** Short task 1 **
Answer these from the text on Google Signals below:
(a) In what year was Google Signals launched?
(b) Before Google Signals, what were GA4's only two reporting identities?
(c) What is the most prevalent issue with Device ID reporting?

** Text to read **
____________

Launched in 2018, Google Signals removes gaps in reporting data to give marketers a complete picture of customers’ journeys in GA4. By associating traffic data with users who have signed in, Signals enables you to perform cross-device reporting, remarketing, and conversion exports to Google Ads.

What Are Some Uses of Google Signals? 

Google Signals is a convenient addition to GA4, allowing users to perform the following analytical tasks:

1. Cross-Device User Counts

Google Signals enables you to accurately report the number of users instead of reporting devices, giving a clearer picture of website traffic.

2. Cross-Device Remarketing Reporting

You can also track the performance of your remarketing campaigns delivered to users across different devices they use. As a result, you can create more effective ads not only based on the users’ interests and preferences but their behavior across devices.

3. Measure Performance and Allocate Budget

With Google Signals, you can understand cross-device marketing performance and optimize your ad budget for the touch points that offer more value.

4. Funnel Analysis

Analyze customer journeys across devices using user-based reports like active users, funnels, pathing, etc., and optimize user experience across the funnel.

Why Was Google Signals Introduced in Google Analytics 4?

Here why Google introduced Signals in GA4:

1. Additional Reporting Identity 

Before the introduction of Google Signals, GA4 only had two reporting identities – User ID and Device ID. But they are not perfect. For example, you cannot track users using the User ID if they are not logged in to their Google accounts while exploring your website.

If you use Device ID to track sessions based on devices, your reporting will be hindered by the limited duration of cookies on web browsers. The most prevalent issue with Device ID reporting is that returning users are tracked as new users. Besides, cookie-based tracking is now becoming a thing of the past, so the effectiveness of Device ID will only downgrade further.

____________

** Short task 2 **
How many lines of the listing below contain the string "rock"? Case counts, and the reply should be the number alone.

____________

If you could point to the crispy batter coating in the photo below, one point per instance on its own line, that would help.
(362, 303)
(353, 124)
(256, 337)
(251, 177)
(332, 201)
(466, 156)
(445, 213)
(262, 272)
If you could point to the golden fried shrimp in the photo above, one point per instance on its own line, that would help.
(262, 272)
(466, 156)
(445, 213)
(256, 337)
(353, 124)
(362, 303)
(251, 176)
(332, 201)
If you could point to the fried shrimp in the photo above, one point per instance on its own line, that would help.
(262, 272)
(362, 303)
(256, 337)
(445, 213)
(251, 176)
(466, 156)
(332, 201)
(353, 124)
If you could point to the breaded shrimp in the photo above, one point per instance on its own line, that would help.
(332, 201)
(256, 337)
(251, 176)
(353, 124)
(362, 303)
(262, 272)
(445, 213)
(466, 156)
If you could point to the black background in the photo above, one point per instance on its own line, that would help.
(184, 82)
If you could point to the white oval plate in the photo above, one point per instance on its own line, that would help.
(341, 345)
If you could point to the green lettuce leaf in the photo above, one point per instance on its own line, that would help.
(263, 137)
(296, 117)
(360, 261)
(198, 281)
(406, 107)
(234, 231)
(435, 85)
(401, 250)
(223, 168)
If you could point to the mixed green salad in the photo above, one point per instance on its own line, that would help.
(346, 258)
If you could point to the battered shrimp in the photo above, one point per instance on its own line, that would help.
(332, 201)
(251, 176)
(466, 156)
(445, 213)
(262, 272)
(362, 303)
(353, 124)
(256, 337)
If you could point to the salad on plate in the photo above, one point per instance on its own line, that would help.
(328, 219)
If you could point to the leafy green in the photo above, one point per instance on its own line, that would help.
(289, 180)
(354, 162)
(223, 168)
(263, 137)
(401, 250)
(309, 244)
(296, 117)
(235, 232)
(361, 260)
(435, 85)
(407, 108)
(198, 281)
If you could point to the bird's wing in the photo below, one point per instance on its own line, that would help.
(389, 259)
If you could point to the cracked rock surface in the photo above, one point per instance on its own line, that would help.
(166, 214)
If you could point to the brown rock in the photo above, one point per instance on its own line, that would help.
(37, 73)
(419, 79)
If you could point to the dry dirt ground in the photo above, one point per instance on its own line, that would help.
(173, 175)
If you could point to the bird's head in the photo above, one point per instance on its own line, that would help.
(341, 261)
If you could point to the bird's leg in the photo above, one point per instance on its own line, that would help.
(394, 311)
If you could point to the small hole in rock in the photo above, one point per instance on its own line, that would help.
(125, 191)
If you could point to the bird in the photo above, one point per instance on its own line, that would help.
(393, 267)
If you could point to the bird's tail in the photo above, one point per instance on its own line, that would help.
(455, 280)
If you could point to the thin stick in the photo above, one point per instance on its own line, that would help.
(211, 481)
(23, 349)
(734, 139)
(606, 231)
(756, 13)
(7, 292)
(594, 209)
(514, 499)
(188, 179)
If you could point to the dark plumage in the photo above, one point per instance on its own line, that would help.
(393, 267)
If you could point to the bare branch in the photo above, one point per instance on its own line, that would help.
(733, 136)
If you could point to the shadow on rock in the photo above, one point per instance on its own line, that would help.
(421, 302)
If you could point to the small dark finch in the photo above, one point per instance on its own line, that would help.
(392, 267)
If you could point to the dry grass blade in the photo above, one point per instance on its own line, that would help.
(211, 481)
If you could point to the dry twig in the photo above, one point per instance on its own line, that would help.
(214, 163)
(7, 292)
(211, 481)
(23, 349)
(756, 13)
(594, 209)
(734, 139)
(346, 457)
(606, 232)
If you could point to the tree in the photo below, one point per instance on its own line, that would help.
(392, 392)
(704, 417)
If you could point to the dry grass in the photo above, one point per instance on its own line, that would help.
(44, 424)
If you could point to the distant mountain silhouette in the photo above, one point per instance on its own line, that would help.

____________

** Response 1 **
(a) 2018
(b) User ID and Device ID
(c) Returning users are tracked as new users.

** Response 2 **
4